> _Passage to read_
——
As the OP mentions at one point, you might choose to use complex numbers to label a two-dimensional screen, and in that case you'll be able to use a so-called normal operator to represent the 2-dimensional observable. (Contrary to what Dirac thought, nothing whatsoever goes wrong here.)

It should not be too hard then to accept my next claim: You can use whatever measurement scale you want to measure a quantum observable! You can label pointer positions with items of fruit if you want to, and you can still build a perfectly legitimate observable.

There is no question that the reals and complexes have enormous advantages over other more arbitrary measurement scales (due to their rich internal structure which we capitalize on in the functional analysis), but the idea that real numbers are somehow endowed with a prestigious metaphysical status is baloney.

How to define an observable with any measurement scale you want to

Step 1. Set up a bunch of particle detectors

Step 2. Attach a label to each detector

The set of labels we'll denote by $\Omega$. Examples include: $$\Omega = \{0,1\},\mathbb{R},\mathbb{C},\{\heartsuit,\clubsuit,\diamondsuit,\spadesuit\}$$

Step 3. Write out the list of all possible events

By event, I mean a subset $\Delta$ of $\Omega$ that represents a possible question like "Did a detector in $\Delta$ fire?". We'll label the event structure $\Sigma$, e.g. $$\Sigma = \{\emptyset,\heartsuit,\clubsuit,\diamondsuit,\spadesuit,\heartsuit\clubsuit,\heartsuit\diamondsuit, \cdots,\heartsuit\clubsuit\diamondsuit\spadesuit\}$$

Step 4. Associate each event in $\Sigma$ with a projection operator

This is the hard bit, and there's no recipe for it. But you have to make sure that the family of projectors forms a Boolean algebra that perfectly mirrors the natural algebra of $\Sigma$.

We'll call the association $\sigma$, so that $\sigma:\Sigma\to\mathscr{P}(\mathscr{H})$.

And that's basically it! The object $\sigma$ (technically, a Projection Valued Measure on $\langle\Omega,\Sigma\rangle$) is a quantum observable. It contains all the probabilistic information you need to calculate the probability measure on your chosen measurement scale for any quantum state.
——
> _Data extract_
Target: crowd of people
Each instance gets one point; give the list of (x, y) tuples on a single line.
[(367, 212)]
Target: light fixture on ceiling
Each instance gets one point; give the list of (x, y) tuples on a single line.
——
> _What this exercise asks_
1. Answer these questions about the post on quantum observables.
(a) When complex numbers label a two-dimensional screen, what kind of operator can represent the 2-dimensional observable?
(b) What must the family of projectors form in Step 4?
(c) What is the object σ, technically?
2. Write out every line of the listing again, offsetting each x and y coordinate in its answers by -59 and keeping all other lines unchanged.

> _Per-task outputs_
1.
(a) A so-called normal operator.
(b) A Boolean algebra that perfectly mirrors the natural algebra of Σ.
(c) A Projection Valued Measure on ⟨Ω,Σ⟩.

2.
Target: crowd of people
Each instance gets one point; give the list of (x, y) tuples on a single line.
[(308, 153)]
Target: light fixture on ceiling
Each instance gets one point; give the list of (x, y) tuples on a single line.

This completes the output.